▸ Challenge
Please rewrite the data below with "scouting log" replaced by "inventory list" everywhere it occurs, changing nothing else.

▸ Given records
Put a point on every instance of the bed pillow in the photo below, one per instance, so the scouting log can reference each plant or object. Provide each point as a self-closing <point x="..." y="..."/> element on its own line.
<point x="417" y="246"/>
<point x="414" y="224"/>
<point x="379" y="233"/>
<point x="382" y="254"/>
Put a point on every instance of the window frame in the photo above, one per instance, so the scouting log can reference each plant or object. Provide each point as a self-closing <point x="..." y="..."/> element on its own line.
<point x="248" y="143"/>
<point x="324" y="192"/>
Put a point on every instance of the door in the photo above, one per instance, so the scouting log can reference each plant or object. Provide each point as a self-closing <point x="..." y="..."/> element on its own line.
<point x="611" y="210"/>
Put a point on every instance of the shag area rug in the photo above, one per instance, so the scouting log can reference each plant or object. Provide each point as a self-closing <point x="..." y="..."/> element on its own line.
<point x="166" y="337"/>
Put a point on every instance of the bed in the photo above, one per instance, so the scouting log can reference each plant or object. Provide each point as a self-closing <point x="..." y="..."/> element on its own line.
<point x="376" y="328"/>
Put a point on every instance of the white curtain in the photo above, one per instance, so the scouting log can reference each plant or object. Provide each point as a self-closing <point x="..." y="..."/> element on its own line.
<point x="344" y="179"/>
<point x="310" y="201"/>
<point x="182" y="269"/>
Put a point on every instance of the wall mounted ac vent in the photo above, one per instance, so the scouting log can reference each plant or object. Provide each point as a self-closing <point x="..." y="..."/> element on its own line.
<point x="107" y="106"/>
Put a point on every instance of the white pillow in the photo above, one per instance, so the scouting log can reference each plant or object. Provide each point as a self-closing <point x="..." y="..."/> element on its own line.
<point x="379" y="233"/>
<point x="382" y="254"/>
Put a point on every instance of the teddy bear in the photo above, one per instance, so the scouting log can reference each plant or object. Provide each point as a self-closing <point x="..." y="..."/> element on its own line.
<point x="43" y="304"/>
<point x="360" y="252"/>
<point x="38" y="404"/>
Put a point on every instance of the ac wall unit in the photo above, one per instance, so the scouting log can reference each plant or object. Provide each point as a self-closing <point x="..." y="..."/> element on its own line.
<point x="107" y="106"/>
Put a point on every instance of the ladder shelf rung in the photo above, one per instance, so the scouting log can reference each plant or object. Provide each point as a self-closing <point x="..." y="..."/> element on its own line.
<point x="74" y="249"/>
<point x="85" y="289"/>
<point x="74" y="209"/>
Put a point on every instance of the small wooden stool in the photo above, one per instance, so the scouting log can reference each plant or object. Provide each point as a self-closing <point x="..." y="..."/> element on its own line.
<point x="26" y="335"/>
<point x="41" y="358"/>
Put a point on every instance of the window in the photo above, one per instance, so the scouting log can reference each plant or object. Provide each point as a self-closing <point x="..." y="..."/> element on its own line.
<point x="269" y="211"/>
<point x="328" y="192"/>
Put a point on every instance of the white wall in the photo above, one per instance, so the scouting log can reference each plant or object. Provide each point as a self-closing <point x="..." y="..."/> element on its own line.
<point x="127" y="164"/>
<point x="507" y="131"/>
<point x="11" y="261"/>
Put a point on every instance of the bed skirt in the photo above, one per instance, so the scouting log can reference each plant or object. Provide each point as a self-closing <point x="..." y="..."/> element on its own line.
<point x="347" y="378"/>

▸ Solution below
Put a point on every instance of the bed pillow in the photo below, one per instance, so the inventory list can reference each plant or object. Provide each point as a self-closing <point x="..." y="..."/> element on its own line.
<point x="417" y="246"/>
<point x="414" y="224"/>
<point x="379" y="233"/>
<point x="382" y="254"/>
Put a point on every instance of the window frame in the photo above, one per instance, so the inventory list can reference each plant or object. Provide each point as a self-closing <point x="..." y="..."/> element on its own line.
<point x="248" y="143"/>
<point x="324" y="192"/>
Put a point on every instance of the door in the photo above, one per instance, so the inventory list can reference each plant or object. Provide each point as a self-closing <point x="..." y="..."/> element on its own line.
<point x="611" y="210"/>
Put a point on every instance of the shag area rug in the photo above, one per instance, so the inventory list can reference each plant or object. Provide each point as a self-closing <point x="..." y="..."/> element on its own line.
<point x="166" y="337"/>
Put a point on every instance of the bed in the photo above, one per instance, so the inventory list can reference each plant or object. Provide each point as a self-closing <point x="..." y="..."/> element on its own line.
<point x="376" y="328"/>
Put a point on every instance of the white curtain in the photo above, one per instance, so the inventory list can reference each plant or object. Provide each point as a self-closing <point x="..." y="..."/> element on its own line.
<point x="344" y="179"/>
<point x="310" y="201"/>
<point x="182" y="269"/>
Put a point on every instance of the wall mounted ac vent in the photo above, one per instance, so the inventory list can reference each plant or object. Provide each point as a self-closing <point x="..." y="..."/> element on its own line.
<point x="107" y="106"/>
Put a point on every instance of the white pillow in the photo above, one per instance, so the inventory list can reference each plant or object. Provide each point as a self-closing <point x="..." y="..."/> element on its own line.
<point x="379" y="233"/>
<point x="382" y="254"/>
Put a point on every instance of the teddy bear in the photo above, one per instance, so the inventory list can reference each plant or object. Provide each point as a self-closing <point x="..." y="..."/> element on its own line.
<point x="43" y="304"/>
<point x="360" y="252"/>
<point x="38" y="404"/>
Put a point on every instance of the ac wall unit in the photo above, one per instance, so the inventory list can reference each plant or object. Provide each point as a self-closing <point x="..." y="..."/> element on its own line.
<point x="107" y="106"/>
Put a point on every instance of the ladder shelf rung in the photo above, one per instance, so the inventory list can reference each plant or object. Provide each point as a self-closing <point x="..." y="..."/> element on its own line.
<point x="74" y="249"/>
<point x="85" y="289"/>
<point x="74" y="209"/>
Put a point on every instance of the small wooden stool in the photo above, one per instance, so the inventory list can reference each plant or object. Provide each point as a self-closing <point x="..." y="..."/> element on its own line.
<point x="26" y="335"/>
<point x="41" y="358"/>
Put a point on every instance of the window in the photo above, one per instance, so the inventory list can reference each plant or object. Provide each point as a self-closing <point x="..." y="..."/> element on its own line.
<point x="269" y="211"/>
<point x="328" y="192"/>
Put a point on every instance of the white wall in the photo above, one per instance, so the inventory list can reference each plant or object. Provide each point as a self-closing <point x="..." y="..."/> element on its own line.
<point x="127" y="164"/>
<point x="507" y="131"/>
<point x="11" y="261"/>
Put a point on every instance of the bed skirt in the photo above, one per instance, so the inventory list can reference each plant or object. Provide each point as a self-closing <point x="..." y="..."/> element on its own line.
<point x="347" y="378"/>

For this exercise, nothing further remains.